Restate each line of the listing exactly, without carrying over any pictures.

· · · · · · ·

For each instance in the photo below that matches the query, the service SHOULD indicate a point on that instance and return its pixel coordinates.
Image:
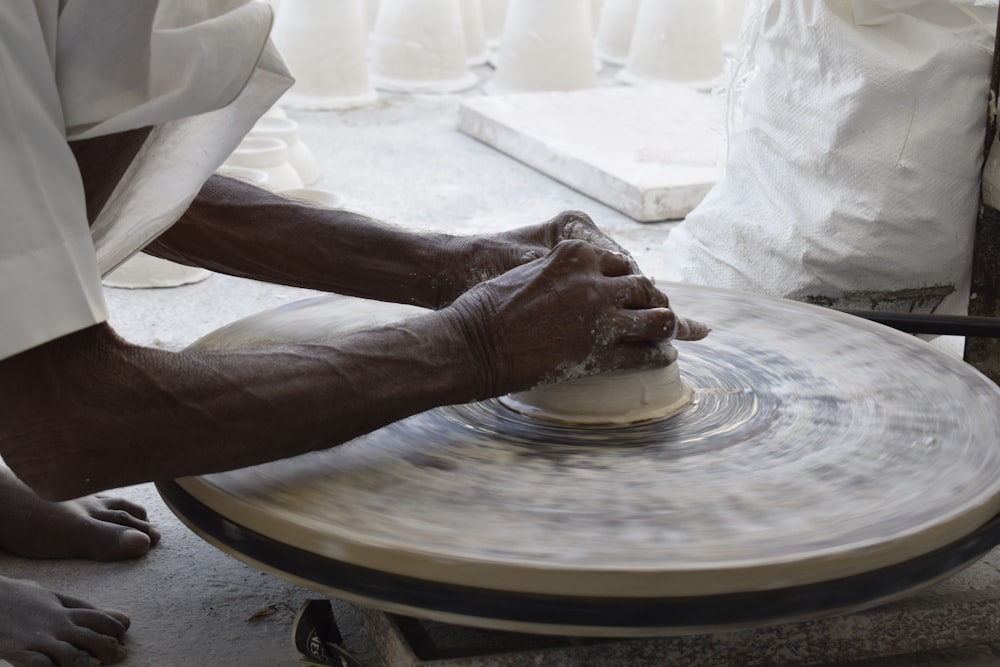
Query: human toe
(25, 659)
(128, 519)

· · · · · · ·

§ **RESPONSE TO THE TASK**
For each instance in the photo below that matches the query, the service SHOULD indicate a point on that instance and return its pixel coordinates.
Image:
Query: human toe
(25, 659)
(128, 519)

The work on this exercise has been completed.